The range starts at the line containing "of the white" and ends at the last line of the records below. Reproduce those lines exactly.

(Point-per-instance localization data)
== Segment start ==

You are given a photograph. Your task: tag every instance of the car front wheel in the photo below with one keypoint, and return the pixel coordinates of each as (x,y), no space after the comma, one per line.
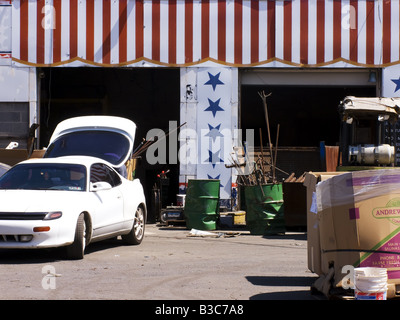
(76,250)
(135,236)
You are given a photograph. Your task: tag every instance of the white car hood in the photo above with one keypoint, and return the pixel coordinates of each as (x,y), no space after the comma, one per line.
(38,200)
(97,126)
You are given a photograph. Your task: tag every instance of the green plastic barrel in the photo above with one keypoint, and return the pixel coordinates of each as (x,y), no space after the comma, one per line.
(202,204)
(264,209)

== Segment end ==

Solution for this problem —
You are given a photograph. Your task: tag every instance of the white car hood in the photo above with one keypoint, and return the pixel coordinates of each as (x,y), no space after the comma, one per line.
(38,200)
(97,126)
You are given a photograph. Your task: tag every instance of the green plastic barrel in the photo above with one keypoint, and return the pixel coordinates of each as (x,y), no space after the comma, one per line.
(202,204)
(264,209)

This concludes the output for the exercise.